WHAT TO WORK ON
Write out the listing below word for word, with the pictures left out.

ITEMS

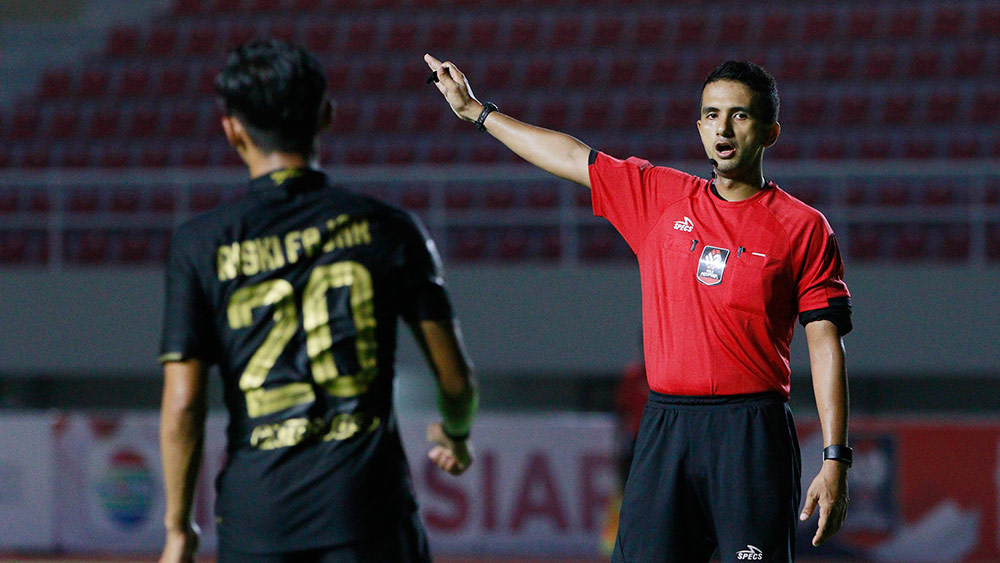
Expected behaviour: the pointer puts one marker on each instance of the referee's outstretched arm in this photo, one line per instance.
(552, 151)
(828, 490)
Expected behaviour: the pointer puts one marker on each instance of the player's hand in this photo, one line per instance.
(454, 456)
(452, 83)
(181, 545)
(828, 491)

EXPECTED OUTPUT
Expected behaviour: the pointer puts one marker on each instance of the referee's outstretched arm in this photo, one line per instance.
(552, 151)
(828, 490)
Expected behaviour: the pointer puts one marker on each instance of the player's hand in this photo, one line per instance.
(454, 456)
(452, 83)
(181, 545)
(828, 491)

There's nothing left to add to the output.